Point-per-instance localization data
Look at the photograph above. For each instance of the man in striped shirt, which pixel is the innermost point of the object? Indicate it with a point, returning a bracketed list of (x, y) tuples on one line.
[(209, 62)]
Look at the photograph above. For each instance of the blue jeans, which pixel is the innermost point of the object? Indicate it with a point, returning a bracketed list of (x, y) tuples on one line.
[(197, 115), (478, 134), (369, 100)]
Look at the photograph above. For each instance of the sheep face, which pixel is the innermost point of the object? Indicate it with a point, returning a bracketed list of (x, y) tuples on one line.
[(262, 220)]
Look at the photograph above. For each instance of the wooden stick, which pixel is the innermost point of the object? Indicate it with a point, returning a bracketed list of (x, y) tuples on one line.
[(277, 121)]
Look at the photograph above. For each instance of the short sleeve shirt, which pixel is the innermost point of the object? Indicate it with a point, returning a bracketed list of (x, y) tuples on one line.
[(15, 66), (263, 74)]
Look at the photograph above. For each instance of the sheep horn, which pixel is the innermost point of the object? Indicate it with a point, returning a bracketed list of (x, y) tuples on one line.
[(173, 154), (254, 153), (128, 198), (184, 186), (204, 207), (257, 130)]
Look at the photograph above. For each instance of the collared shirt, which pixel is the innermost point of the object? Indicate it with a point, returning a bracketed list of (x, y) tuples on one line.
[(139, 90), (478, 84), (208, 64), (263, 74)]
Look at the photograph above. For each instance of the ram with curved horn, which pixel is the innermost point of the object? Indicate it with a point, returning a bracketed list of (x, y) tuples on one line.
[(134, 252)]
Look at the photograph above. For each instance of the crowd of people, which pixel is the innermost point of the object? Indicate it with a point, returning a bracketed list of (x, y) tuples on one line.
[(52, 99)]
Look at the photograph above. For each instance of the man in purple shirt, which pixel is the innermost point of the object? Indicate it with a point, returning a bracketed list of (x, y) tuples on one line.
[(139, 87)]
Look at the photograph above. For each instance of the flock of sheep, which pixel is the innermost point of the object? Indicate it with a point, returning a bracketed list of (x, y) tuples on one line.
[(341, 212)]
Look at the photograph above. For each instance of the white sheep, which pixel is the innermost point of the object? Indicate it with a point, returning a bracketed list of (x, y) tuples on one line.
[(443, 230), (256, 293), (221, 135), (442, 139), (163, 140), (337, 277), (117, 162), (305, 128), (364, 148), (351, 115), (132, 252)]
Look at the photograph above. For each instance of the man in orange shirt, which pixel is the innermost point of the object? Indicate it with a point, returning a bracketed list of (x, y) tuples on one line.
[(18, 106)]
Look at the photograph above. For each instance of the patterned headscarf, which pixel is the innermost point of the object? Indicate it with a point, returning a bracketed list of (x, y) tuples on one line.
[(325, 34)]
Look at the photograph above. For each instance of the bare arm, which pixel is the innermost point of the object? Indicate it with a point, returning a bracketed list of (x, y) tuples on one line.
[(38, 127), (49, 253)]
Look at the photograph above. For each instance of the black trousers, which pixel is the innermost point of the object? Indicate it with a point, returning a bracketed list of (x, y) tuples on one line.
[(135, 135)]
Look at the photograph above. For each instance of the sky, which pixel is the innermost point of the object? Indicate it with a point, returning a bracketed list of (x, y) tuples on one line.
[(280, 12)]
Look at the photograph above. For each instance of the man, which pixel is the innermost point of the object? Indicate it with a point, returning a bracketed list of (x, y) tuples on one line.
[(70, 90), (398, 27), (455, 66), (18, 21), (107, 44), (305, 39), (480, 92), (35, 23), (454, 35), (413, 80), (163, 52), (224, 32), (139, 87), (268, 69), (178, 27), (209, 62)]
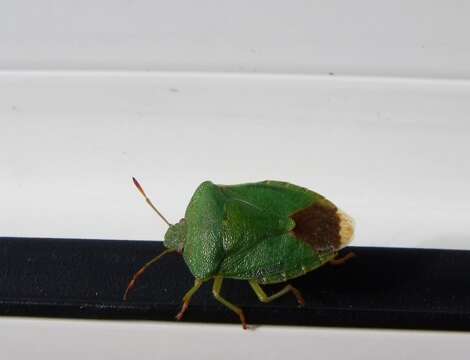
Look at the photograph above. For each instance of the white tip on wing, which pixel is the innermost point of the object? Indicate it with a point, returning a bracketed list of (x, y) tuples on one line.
[(346, 228)]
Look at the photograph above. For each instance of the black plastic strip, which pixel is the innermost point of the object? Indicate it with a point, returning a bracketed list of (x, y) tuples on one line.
[(380, 288)]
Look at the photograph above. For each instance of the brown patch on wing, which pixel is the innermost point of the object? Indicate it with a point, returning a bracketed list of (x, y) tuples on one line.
[(319, 226)]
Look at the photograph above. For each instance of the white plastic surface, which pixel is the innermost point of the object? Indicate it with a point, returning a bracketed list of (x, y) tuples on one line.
[(415, 38), (78, 340), (393, 153)]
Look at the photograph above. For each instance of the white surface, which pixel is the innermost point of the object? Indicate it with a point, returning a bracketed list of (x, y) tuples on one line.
[(415, 38), (392, 153), (78, 340)]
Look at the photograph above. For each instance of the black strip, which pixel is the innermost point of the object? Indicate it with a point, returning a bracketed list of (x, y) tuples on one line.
[(381, 287)]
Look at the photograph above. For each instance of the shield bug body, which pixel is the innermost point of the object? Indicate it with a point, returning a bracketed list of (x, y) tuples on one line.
[(266, 232)]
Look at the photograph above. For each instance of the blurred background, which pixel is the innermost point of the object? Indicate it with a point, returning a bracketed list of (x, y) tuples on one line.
[(365, 102)]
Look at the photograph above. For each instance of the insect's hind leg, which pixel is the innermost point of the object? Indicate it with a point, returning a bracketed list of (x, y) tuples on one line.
[(265, 298), (216, 292), (187, 298)]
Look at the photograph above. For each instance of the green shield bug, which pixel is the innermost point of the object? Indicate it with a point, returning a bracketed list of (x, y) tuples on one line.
[(266, 232)]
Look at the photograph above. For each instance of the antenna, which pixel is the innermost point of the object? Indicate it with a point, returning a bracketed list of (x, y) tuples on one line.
[(137, 185)]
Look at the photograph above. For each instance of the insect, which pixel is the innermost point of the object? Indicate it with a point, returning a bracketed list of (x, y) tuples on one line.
[(266, 232)]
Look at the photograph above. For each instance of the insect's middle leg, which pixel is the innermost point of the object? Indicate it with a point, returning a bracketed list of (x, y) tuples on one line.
[(216, 291), (265, 298), (187, 298)]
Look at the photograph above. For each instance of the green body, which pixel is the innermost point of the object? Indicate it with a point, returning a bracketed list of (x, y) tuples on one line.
[(247, 232)]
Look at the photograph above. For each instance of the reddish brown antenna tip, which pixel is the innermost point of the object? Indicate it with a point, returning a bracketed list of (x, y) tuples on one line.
[(137, 185)]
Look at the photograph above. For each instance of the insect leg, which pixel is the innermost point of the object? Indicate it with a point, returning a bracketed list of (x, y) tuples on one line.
[(187, 298), (265, 298), (216, 291), (342, 260)]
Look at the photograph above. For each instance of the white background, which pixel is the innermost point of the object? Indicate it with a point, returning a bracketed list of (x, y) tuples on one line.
[(366, 102), (363, 37)]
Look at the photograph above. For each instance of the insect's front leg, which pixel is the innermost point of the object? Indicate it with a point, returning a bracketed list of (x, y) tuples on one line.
[(187, 298), (342, 260), (265, 298)]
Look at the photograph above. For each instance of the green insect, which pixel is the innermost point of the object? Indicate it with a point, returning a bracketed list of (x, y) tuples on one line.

__TASK__.
Output all entries unchanged; skip the pictures.

__YOUR SOLUTION__.
Look at the photograph above. For each instance of the man in striped shirt, which pixel is the innermost point of the object? Indicate it with a point, returning a bracketed list of (x, y) tuples on one line.
[(209, 62)]
Look at the photograph above. For each instance of the blue jeans, which pixel is the innermost point of the object? Indicate it with a point, returning a bracketed list of (x, y) tuples on one line.
[(197, 115), (478, 134), (369, 100)]
Look at the photograph above. For each instance of the sheep face, which pixel is the innermost point of the object? Indicate it with a point, returning a bracketed list of (x, y) tuples on one line.
[(262, 220)]
Look at the photograph above. For each instance of the wooden stick, which pixel is the innermost point of the object? Indicate it with a point, returning a bracketed list of (x, y) tuples on one line.
[(277, 121)]
Look at the photograph above. For each instance of the short sleeve shirt, which pixel is the innermost point of the object? Indicate it with a point, returning a bracketed list of (x, y) tuples on one line.
[(15, 66), (263, 74)]
Look at the photograph above. For each instance of the sheep horn, which pixel is the innermost point of the object? Indicate it with a point, returning a bracketed list of (x, y) tuples on one line.
[(173, 154), (254, 153), (128, 198), (184, 186), (204, 207), (257, 130)]
Look at the photograph above. For each instance of the collared shirt, which pixel is the innermost point of the object? Indicate it with a point, returning a bracketed list of (x, y) tuples on one line.
[(139, 90), (478, 84), (208, 64), (263, 74)]
Look at the photograph above. For each instance of the ram with curved horn, which pixel is the innermost point of the object? Indicate it with a point, returning a bracketed list of (x, y) tuples on one line.
[(134, 252)]
Look at the photograph above. For each instance of the crowd of people, which pixel is the innermost point of the object? Indicate it with a point, returning a bracketed list of (x, y) tuples on one line.
[(52, 99)]
Look at the photograph above. For each instance of the man in purple shirt, which pixel is the innermost point of the object? Indicate it with a point, returning a bracketed list of (x, y) tuples on one line.
[(139, 87)]
Look at the photograph above. For each instance of the flock of sheep, which pixel is the innermost point of the object? Indicate it with a point, returning a bracketed list of (x, y) tuples on one line.
[(341, 212)]
Look at the photograph above. For each instance of the white sheep, which pixel is the innermost point of the object? Indicate it with a point, returning a bracketed list of (x, y) tuples on one line.
[(443, 230), (256, 293), (221, 135), (442, 139), (163, 140), (337, 277), (117, 162), (305, 128), (364, 148), (351, 115), (132, 252)]
Look at the photograph above. For each instance of the man in orange shirt, which pixel is the innermost point of the object? Indicate it with a point, returning a bracketed list of (x, y) tuples on one line.
[(18, 106)]
Look at the photograph above. For each instance of the patterned headscarf, which pixel is the innermost point of the object? Indicate it with a point, returning a bracketed list of (x, y) tuples on one line.
[(325, 34)]
Look at the photograph above. For each instance of the bare arm, which pixel is the innermost point of the object? Indicate it with a point, returning a bracketed list of (x, y) tuples on one line.
[(38, 127), (49, 253)]
Look at the photograph above. For each instance of the black trousers, which pixel is the innermost point of the object? Indicate it with a point, returning a bracketed list of (x, y) tuples on one line.
[(135, 135)]
Look at the photograph above. For each instance of the sky, which pixel is the innermost point of the object? Indicate it with a point, returning a bracketed list of (x, y) tuples on one line.
[(280, 12)]
Look at the photograph above. For each instance of the man, which pixel is the innermost point of the object? Indicate it with a point, returning a bracketed list of (x, y) tuples on one line.
[(70, 90), (398, 27), (455, 66), (18, 21), (107, 44), (305, 39), (480, 92), (35, 23), (454, 35), (413, 80), (163, 52), (224, 32), (139, 87), (268, 69), (178, 27), (209, 62)]
Look at the photograph above. For each instance of the white tip on wing, which pixel is the innermost point of the object? Indicate it with a point, returning a bracketed list of (x, y) tuples on one line.
[(346, 228)]
Look at the photograph above. For each instance of the black plastic strip, which pixel is the innermost point of the object? Indicate it with a point, returning a bracketed list of (x, y) tuples on one line.
[(380, 288)]
Look at the photograph above. For each instance of the brown patch on wing, which pixel is the innermost point of the object? Indicate it with a point, returning a bracketed list of (x, y) tuples on one line.
[(319, 226)]
Look at the photograph above. For each instance of the white plastic surface, which pixel is the innermost point of the object? Indicate it with a point, returning a bracketed list of (x, y) tuples on one line.
[(415, 38), (78, 340), (393, 153)]
Look at the photograph above. For each instance of the white surface, which pixel is the innermost point of the object? Indicate it with a point, returning a bracketed list of (x, y) tuples on one line.
[(415, 38), (392, 153), (78, 340)]
Look at the photograph above. For each instance of the black strip, which pixel is the innermost point of the object? Indicate it with a point, returning a bracketed list of (x, y) tuples on one line.
[(381, 287)]
Look at the photograph above. For each instance of the shield bug body, which pixel is the innermost point of the object? Indicate it with a point, returning a bracketed list of (x, y) tuples on one line.
[(266, 232)]
Look at the photograph above. For each instance of the blurred background, which pixel is the innermost point of the object? Indicate it with a point, returning a bracketed list of (x, y) tuples on one line.
[(365, 102)]
Look at the photograph above. For each instance of the insect's hind leg, which pixel is the innermost point of the object? Indicate it with a point, returning a bracketed list of (x, y) tuples on one line.
[(265, 298), (216, 292), (187, 298)]
Look at the photograph above. For each instance of the green shield bug, which pixel is the innermost point of the object? Indicate it with a point, returning a bracketed list of (x, y) tuples on one line.
[(266, 232)]
Look at the photograph above. For each instance of the antenna, which pixel is the innermost point of the object? Indicate it with a point, returning a bracketed list of (x, y) tuples on one line.
[(137, 185)]
Look at the photograph above. For each instance of the insect, which pixel is the innermost point of the object? Indicate it with a point, returning a bracketed list of (x, y) tuples on one line.
[(266, 232)]
Look at the photograph above. For each instance of the insect's middle leg, which pixel is the innermost point of the object? Indicate it with a point, returning a bracketed list of (x, y) tuples on one line.
[(216, 291), (265, 298), (187, 298)]
Look at the photograph above. For each instance of the green body, which pixel is the innermost point of the object? Indicate it with a point, returning a bracketed list of (x, y) tuples on one line.
[(247, 232)]
Look at the photograph above. For each instance of the reddish brown antenna tip, which pixel is the innermost point of the object? Indicate it with a point, returning a bracketed list of (x, y) tuples on one line.
[(137, 185)]
Look at the photograph above. For each instance of the insect leg, which pixel is the innermost point of the object? Indicate it with a point, returning a bracketed list of (x, y) tuples on one line.
[(187, 298), (265, 298), (216, 291), (342, 260)]
Look at the photograph above. For each instance of the white background, which pixel is the innermost point of the object? Indicate it with a point, returning a bracketed list of (x, y) tuples on one line.
[(366, 102), (363, 37)]
Look at the photograph above. For each instance of the insect's front leg, which pixel is the innermost point of the object? Indicate it with a point, returning a bracketed list of (x, y) tuples on one line.
[(187, 298), (342, 260), (265, 298)]
Look at the photograph above. For each instance of the green insect, which pixel is the innermost point of the object? Indicate it with a point, returning a bracketed list of (x, y) tuples on one line.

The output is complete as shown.